(STATED EXERCISE): Output all lines exactly, with nothing added or dropped.

(MATERIALS PROVIDED):
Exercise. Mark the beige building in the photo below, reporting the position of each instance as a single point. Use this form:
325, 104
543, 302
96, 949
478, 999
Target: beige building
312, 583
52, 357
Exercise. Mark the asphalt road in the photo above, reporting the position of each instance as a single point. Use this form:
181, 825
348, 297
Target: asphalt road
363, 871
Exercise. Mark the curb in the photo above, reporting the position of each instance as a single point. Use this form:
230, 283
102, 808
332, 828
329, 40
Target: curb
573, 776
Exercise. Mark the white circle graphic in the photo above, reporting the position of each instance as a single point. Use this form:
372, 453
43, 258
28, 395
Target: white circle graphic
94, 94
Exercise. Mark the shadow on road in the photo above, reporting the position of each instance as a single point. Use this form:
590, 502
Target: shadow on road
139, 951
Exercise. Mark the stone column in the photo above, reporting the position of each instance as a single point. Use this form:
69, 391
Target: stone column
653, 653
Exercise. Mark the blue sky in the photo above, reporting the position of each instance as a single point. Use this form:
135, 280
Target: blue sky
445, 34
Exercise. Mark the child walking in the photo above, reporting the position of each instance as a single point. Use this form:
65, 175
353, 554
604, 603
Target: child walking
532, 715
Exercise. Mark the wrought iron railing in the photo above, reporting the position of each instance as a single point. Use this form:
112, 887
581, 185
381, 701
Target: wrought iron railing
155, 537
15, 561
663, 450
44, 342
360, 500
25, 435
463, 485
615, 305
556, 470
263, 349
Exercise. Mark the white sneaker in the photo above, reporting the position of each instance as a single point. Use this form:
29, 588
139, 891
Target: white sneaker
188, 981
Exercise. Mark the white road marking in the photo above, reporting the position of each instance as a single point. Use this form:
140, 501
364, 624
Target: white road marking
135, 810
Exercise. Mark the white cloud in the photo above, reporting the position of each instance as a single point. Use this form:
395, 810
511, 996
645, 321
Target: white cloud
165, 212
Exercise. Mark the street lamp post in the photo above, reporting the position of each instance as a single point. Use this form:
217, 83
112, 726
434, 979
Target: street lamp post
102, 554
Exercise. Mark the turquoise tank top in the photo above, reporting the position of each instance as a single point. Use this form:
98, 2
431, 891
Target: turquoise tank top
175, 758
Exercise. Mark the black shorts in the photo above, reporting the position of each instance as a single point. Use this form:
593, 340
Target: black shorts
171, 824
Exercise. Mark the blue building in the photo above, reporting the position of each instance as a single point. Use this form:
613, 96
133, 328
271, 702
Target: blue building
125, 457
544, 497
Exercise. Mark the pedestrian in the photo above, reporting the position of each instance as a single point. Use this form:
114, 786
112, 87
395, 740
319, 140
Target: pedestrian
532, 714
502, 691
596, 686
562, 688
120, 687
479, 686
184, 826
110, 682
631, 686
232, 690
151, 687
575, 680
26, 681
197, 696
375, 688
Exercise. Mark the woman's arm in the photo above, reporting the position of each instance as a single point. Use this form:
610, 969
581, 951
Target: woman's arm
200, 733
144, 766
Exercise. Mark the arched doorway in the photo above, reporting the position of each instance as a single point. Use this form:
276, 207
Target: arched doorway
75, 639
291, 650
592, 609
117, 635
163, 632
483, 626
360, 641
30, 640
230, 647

(ANSWER BELOW):
Exercise. Mark the beige building in the photo below, reporting the position of each instance as a single point. Use this form:
325, 104
543, 302
96, 949
478, 999
Target: beige building
312, 583
52, 357
Exercise. Mark the asphalt road in the photo above, reporting the position of each instance as a single point. Use this form:
181, 825
348, 297
Target: asphalt road
363, 871
Exercise. Mark the curb in the photo above, reporting the position of each instance as a single point. Use this form:
230, 283
102, 808
332, 828
329, 40
Target: curb
573, 776
Exercise. Mark the white circle graphic in the photo above, reporting the position of each instance as a single point. Use this form:
372, 453
43, 258
28, 395
Target: white circle graphic
94, 94
Exercise. Mark the shadow on road in the photo above, reporting the position of each instance as a single point. Use this form:
590, 502
Target: shadow on road
139, 951
Exercise. Mark the stone column in the photo above, reporting the position of each instance as a single point. Use this form:
69, 391
Target: stone column
653, 653
Exercise. Mark the blue sky in the photo above, reporting the position of each instance as a single point. Use this form:
135, 280
Target: blue sky
445, 34
Exercise. Mark the child walking in the photo above, reporting the position of each instance as a single point. Use this form:
65, 175
353, 554
604, 603
Target: child walking
532, 715
Exercise. Mark the wrought iron railing in the photo above, reporting the position of each instance as a single point. Use this form:
112, 887
581, 185
381, 701
Target: wrought iron railing
155, 537
15, 561
663, 450
44, 342
360, 500
25, 435
463, 485
615, 305
556, 470
263, 349
Exercise. Mark the white sneaker in the photo above, reporting the position of each instance as a single point. Use this form:
29, 588
139, 891
Target: white sneaker
188, 981
Exercise. Mark the white road marking in the photo above, reporting the position of each instance as a single point. Use this form:
140, 501
364, 624
Target: white road marking
135, 810
Exercise. Mark the white cloud in the photo above, reporting the position of each instance as a single point. Use this form:
395, 810
511, 996
645, 321
Target: white cloud
165, 212
Exercise. Mark the street lamp post in the photo above, reporting the position of each instance as a single point. Use this form:
217, 83
112, 726
434, 979
Target: street lamp post
102, 554
Exercise. Mark the turquoise tank top in the photo above, reporting the position of each instance as a single point. Use this form:
98, 2
431, 891
Target: turquoise tank top
175, 758
Exercise. Mark the black shorts in the photo above, reporting the position of each instance as a single point. Use this form:
593, 340
Target: black shorts
171, 824
Exercise. Mark the blue building in the photo above, reporting the position of each instance as a single point. Use this form:
613, 96
133, 328
271, 702
Target: blue building
125, 457
544, 497
Exercise. Mark the pedestrian in the photo above, reporting the position of each instance as a single point. Use this form:
114, 786
112, 87
395, 740
319, 140
Target: pedestrian
532, 714
502, 691
596, 686
562, 688
120, 687
479, 686
184, 826
110, 682
631, 686
232, 690
151, 687
575, 680
26, 681
197, 696
375, 688
Exercise. Mark the woman's arm in the photo above, reporting the position of each instance as a single point. Use this form:
610, 969
581, 951
Target: woman's arm
200, 733
144, 766
Exercise. Mark the arched doorway in the photo above, reporting the position of each instance as a single point. Use this form:
276, 207
Target: arched doorway
75, 639
291, 650
592, 609
117, 635
163, 632
483, 626
360, 641
30, 640
230, 647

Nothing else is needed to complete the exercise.